Given text:
+++
Tuesday, December 29, 2009

Recent Works

I haven't been really doing my big Van Gogh portrait lately. I've been busy, also procrastinating, and I have to find the right way to really portray Vincent's face how I would like to.

Although, this doesn't mean that I've not been doing art. I have been doing a lot of art things lately--if you haven't noticed the new header graphic and snazzy new link-buttons! If you don't remember, or haven't been here before, the three-panel scene of the mountains were freshly installed early this morning (around 1:30 am).

This also included the buttons on my other blog, Seattle Whispers. You know, I'm just gonna put them here anyway.

I knew I wanted something to jazz up my blogs, and I decided personalized buttons is a good (relatively easy) first step. I tweaked around a bit on what I wanted them to look like, and then used GIMP [free version of Adobe Photoshop] and my Genius tablet to create them.

If enough people are interested in the steps (and ask me or show interest), I will put up a blog for the blow-by-blow and techniques I used. Show interest by commenting here or emailing. Or asking me if you know me.


For the three-panel-buttons you see above, I created a single image with black bars where I was going to crop, and then saved each cropped version as its own file. So, I had essentially my Full Image, then Crop 1, Crop 2, Crop 3. Getting them in this order, all lined up with no spaces was a little harder.

Essentially, it all came down to how I uploaded each image, tweaking the border-pixel size, and a little bit of frustration. At first I loaded them to be aligned as to the left, center, and to the right. When all three images were up, there was a lot of space. To cut a long story short (and if you're trying to do something similar like this), when uploading the images, select the alignment value "None." This allows you to stack them together like above.


My very latest art piece might be the hardest to spot: The picture on my "About Me" link. Yeah, its digital now.

Nothing too flashy or complicated on this one. I just took the JPEG image, and plugged it into Inkscape [a free vector-imaging* program] where I then essentially traced outlines** of the jacket and my face. Almost everything else was freehand and referenced instead of traced outright.

Alright, hopefully that satisfies a few peoples' appetites for at least a few days. I know it's been lacking, but I'm trying to update more often.

Happy New Year (!) if I don't write again before Thursday.

* - Vector images use different algorithms to store and show curved lines. Bitmaps (like JPEGs, etc.) use squares to show curves. Vectors use real, mathematical curves.

** - This technique is called 'rotoscoping'. Traditionally, animators would trace shapes from real-life film so they could draw movements that looked real (Like for Snow White and the original Star Wars trilogy). The technique still survives in some form today.

Thursday, November 12, 2009

Second Five Hours

For anyone just finding this post, this is the second in a series that is cataloging my progress with my new, multi-mixed media portrait of Vincent Willem Van Gogh.

More info on my new project--start here for intro.

One thing to start with, as I left it out my last post: The reason I chose Van Gogh. After I found this whole new source of materials for color and texture (the hole-punched dots), I decided to make a portrait of an artist that used pointillism. Apart from George-Pierre Seurat, Paul Signac, and Henri-Edmond Cross, there was Van Gogh.

It might've been biased to pick Van Gogh for being one of my favorite painters (or the fact he's like my great-great-granduncle), but I decided to tribute this project to him.
+++
Provided material:
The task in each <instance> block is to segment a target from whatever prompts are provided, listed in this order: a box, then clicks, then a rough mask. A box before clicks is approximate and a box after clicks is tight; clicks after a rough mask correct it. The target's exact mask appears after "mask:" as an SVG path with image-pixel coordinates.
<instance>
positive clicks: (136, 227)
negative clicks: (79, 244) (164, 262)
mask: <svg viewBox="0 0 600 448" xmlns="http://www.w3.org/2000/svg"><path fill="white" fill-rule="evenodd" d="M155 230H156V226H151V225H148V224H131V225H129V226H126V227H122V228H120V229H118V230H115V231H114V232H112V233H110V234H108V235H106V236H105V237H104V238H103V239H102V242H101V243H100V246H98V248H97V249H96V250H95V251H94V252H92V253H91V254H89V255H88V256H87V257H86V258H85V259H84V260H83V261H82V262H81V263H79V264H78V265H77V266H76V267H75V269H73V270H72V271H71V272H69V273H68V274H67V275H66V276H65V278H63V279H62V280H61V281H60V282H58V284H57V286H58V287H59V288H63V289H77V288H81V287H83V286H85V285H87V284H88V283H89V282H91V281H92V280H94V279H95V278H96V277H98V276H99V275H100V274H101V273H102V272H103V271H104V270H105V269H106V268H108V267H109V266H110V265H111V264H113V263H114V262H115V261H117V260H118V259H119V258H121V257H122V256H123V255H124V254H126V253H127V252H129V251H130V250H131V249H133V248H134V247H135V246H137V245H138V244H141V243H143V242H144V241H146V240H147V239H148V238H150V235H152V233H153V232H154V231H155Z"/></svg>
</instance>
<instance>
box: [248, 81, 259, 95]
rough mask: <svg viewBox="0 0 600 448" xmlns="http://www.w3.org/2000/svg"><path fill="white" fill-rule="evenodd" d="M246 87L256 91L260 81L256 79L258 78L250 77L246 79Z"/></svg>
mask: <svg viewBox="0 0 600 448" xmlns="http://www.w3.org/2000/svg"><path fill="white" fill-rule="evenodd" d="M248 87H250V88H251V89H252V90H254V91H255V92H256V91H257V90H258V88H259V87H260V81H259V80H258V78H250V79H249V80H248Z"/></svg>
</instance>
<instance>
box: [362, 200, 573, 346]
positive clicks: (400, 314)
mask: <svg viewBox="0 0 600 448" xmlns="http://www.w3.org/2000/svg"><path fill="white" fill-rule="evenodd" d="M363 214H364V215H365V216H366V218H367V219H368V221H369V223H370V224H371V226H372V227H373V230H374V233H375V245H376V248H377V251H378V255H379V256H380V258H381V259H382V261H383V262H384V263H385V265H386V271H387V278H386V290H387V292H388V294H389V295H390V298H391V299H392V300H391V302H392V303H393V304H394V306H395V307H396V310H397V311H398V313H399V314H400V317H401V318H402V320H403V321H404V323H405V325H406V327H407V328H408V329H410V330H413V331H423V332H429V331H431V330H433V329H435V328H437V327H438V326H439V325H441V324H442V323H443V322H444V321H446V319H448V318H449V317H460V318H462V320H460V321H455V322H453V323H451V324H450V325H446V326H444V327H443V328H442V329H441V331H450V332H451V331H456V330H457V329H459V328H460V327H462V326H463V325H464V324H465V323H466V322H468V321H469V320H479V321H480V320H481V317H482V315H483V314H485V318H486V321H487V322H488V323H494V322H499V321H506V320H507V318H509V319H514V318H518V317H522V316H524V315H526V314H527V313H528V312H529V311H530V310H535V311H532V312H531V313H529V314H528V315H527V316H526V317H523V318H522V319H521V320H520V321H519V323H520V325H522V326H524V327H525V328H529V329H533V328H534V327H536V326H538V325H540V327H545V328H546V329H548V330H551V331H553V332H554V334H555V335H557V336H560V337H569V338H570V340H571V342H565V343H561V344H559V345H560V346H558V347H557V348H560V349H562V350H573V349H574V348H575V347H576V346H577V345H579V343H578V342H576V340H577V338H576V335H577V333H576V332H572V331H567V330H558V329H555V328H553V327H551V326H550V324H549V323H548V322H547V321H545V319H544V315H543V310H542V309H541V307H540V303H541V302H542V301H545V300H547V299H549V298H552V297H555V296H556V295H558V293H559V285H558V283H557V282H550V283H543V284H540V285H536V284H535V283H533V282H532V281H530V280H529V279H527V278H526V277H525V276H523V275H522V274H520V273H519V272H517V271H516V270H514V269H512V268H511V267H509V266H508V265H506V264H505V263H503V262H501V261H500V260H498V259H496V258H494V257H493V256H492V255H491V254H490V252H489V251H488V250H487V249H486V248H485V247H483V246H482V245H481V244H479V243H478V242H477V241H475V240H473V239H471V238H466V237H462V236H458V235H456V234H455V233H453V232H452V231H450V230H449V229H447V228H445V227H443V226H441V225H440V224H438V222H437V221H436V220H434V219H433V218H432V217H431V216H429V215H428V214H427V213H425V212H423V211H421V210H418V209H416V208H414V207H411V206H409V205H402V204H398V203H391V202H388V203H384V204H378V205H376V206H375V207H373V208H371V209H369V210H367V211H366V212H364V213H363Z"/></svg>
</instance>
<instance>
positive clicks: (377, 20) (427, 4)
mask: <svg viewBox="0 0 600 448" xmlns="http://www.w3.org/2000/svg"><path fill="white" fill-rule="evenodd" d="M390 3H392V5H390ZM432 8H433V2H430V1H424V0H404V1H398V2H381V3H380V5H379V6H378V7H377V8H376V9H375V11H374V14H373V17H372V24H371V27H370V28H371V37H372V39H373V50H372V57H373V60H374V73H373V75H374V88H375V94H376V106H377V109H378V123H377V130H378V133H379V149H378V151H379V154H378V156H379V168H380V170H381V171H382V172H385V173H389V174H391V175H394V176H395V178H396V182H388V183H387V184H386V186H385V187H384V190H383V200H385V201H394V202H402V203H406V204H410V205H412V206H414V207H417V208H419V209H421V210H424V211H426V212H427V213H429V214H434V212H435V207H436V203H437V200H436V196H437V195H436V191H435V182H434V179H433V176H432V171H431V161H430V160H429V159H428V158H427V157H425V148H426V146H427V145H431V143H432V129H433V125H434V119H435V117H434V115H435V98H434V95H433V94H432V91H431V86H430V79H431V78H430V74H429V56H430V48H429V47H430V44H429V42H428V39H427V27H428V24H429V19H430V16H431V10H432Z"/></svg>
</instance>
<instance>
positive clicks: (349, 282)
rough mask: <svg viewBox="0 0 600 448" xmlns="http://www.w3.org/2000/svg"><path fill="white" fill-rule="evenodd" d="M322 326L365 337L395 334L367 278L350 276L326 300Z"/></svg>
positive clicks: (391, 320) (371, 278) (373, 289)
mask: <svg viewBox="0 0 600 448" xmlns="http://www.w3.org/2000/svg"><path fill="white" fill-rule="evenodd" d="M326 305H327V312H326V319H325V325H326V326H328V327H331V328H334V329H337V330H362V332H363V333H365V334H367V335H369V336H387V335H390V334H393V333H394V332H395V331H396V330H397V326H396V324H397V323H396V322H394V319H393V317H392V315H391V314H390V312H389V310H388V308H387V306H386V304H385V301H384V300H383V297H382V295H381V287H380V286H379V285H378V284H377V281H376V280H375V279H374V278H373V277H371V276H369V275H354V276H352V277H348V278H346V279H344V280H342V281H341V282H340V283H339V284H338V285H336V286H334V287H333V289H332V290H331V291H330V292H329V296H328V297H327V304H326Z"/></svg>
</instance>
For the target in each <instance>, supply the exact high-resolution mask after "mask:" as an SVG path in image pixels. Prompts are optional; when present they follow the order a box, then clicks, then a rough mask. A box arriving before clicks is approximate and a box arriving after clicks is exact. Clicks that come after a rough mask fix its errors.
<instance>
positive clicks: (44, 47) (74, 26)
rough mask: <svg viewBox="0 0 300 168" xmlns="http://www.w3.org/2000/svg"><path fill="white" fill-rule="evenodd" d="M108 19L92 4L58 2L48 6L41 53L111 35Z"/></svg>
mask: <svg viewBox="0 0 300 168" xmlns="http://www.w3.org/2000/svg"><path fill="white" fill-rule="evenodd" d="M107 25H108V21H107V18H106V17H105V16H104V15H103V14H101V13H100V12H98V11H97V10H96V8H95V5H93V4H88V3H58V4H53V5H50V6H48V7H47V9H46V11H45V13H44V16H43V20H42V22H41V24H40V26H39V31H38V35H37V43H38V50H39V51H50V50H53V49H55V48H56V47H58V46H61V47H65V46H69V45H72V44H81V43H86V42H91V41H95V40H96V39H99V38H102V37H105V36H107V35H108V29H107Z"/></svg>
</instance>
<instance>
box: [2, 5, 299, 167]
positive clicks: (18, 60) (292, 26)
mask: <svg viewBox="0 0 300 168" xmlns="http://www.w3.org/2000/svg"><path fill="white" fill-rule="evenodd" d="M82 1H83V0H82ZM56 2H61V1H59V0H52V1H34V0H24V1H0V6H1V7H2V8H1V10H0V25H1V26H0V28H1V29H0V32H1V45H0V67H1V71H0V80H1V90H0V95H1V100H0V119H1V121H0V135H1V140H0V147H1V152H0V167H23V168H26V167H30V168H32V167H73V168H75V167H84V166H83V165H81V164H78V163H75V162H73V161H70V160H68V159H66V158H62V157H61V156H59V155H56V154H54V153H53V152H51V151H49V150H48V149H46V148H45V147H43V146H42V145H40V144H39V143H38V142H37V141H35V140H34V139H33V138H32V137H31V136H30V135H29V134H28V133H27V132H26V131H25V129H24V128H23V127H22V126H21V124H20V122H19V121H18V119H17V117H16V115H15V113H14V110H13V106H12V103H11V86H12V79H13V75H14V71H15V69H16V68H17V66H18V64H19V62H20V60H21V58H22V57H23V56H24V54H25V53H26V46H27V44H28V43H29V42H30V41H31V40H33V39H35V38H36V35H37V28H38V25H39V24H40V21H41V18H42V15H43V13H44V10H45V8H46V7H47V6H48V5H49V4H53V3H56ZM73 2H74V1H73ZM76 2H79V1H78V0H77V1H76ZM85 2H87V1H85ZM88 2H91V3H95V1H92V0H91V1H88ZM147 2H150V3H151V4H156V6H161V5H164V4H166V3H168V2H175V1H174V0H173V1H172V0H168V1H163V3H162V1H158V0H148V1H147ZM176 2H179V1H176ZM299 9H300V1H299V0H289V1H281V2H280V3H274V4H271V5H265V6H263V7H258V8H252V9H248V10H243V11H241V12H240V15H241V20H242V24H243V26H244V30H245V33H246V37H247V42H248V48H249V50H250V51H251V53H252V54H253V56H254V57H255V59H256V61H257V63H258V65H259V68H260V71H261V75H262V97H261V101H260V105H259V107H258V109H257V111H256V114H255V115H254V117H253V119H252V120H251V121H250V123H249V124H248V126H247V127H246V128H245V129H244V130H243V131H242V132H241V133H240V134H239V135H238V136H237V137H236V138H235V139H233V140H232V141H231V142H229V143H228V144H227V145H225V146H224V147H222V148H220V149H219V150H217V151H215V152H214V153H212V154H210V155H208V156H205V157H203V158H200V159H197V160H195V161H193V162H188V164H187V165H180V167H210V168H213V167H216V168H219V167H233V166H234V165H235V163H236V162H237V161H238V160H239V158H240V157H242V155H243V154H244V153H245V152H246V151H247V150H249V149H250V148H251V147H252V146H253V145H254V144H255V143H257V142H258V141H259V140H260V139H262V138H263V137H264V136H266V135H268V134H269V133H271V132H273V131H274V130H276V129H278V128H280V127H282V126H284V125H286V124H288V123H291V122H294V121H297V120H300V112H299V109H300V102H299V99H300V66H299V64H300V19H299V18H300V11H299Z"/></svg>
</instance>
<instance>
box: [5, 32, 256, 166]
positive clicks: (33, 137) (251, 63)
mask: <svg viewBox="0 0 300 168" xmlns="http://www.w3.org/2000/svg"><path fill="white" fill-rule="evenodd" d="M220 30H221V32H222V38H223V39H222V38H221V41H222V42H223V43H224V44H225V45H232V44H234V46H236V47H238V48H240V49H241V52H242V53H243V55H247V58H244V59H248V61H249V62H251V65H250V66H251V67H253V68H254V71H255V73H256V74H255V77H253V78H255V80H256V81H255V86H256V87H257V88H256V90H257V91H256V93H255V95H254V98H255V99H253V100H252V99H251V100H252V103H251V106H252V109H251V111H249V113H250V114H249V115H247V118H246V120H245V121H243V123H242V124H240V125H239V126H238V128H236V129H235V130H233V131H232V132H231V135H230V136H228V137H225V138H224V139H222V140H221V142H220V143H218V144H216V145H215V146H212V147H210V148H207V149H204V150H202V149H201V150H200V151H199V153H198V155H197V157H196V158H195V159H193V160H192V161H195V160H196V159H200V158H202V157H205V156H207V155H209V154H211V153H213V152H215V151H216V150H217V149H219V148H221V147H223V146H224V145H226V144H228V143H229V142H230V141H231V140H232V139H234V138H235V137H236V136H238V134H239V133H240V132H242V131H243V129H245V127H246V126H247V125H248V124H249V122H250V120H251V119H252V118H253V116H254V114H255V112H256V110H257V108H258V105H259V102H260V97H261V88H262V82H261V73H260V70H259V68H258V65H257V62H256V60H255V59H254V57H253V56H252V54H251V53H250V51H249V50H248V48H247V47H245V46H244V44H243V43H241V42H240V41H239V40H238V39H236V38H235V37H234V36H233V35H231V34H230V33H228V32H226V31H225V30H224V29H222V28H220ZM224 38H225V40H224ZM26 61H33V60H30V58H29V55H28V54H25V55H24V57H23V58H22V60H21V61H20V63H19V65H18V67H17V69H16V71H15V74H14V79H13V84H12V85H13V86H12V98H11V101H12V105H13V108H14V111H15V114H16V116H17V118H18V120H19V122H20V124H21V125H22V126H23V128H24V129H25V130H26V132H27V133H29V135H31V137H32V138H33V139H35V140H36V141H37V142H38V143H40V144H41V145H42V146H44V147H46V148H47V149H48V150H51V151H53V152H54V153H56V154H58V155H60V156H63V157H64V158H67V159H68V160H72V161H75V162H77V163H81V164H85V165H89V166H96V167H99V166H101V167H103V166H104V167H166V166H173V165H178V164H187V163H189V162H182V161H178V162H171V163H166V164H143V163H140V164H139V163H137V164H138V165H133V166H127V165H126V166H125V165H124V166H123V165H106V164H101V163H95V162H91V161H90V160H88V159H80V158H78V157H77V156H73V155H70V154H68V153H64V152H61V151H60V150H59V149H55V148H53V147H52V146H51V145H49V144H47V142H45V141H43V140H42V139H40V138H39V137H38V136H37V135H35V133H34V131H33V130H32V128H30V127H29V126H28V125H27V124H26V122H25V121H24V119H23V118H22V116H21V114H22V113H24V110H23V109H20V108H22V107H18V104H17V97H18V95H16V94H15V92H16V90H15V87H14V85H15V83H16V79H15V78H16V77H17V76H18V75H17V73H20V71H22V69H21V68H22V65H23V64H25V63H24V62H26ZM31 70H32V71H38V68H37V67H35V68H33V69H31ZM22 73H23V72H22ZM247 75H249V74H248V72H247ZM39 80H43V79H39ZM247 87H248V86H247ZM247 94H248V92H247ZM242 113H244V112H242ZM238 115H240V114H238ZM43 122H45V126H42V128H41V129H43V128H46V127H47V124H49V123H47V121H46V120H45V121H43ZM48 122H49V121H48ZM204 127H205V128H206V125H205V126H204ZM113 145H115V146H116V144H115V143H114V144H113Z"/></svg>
+++
Assigned task: Continue the art blog from the point where it stops. The material has nothing to do with the art blog.

Task output:
Since my last post, I've worked another five hours on this project. Slowly but surely I'll get there. I noticed that I had killed off all of my blue dots, so I had to punch some more, and start working on other parts of the portrait. I went through my pile of exhibit art cards, pamphlets, and other colored paper, and found a really nice dark green-gray card.

I started punching for an hour or so, and had a lot of dots that I divided into darker and lighter piles to mimic light--the dark green was going to be Van Gogh's jacket.

When I began gluing the dots down, I noticed there was a size difference in the dots I have. The majority of my dots have been taken from an office hole-punch, but now I was using a home one. The home-made dots were just barely smaller than all the others. I didn't think anything of it, and just spaced them differently.

This ended up being my big mistake. As I set up the portrait and stepped back (on top of a chair), I noticed the white spaces were over powering the colors. I realized my mistake, and went to bed in a bad mood (as it was like 2:30 am).

The next morning, I was relieved to find out that it takes 64 home-made dots to fill in a square, rather than 49 of the office dots. I was so worried I'd have to spend a lot more time finessing the white spaces between dots.

After cutting a new sheet of dots (of the same colors), I jumped back to work. Here are the finished results--old, messed up dots on the left; new dots on right. It might not seem like much, but it really kicks the colors out of whack the old way.

Now that there's a new amount of dots for the future squares, I will have to note which squares have more, and add all the dots that way. So far, after 10 hours of work, I have 1,070 dots on 20 completed squares--and I still have 44 more squares to go!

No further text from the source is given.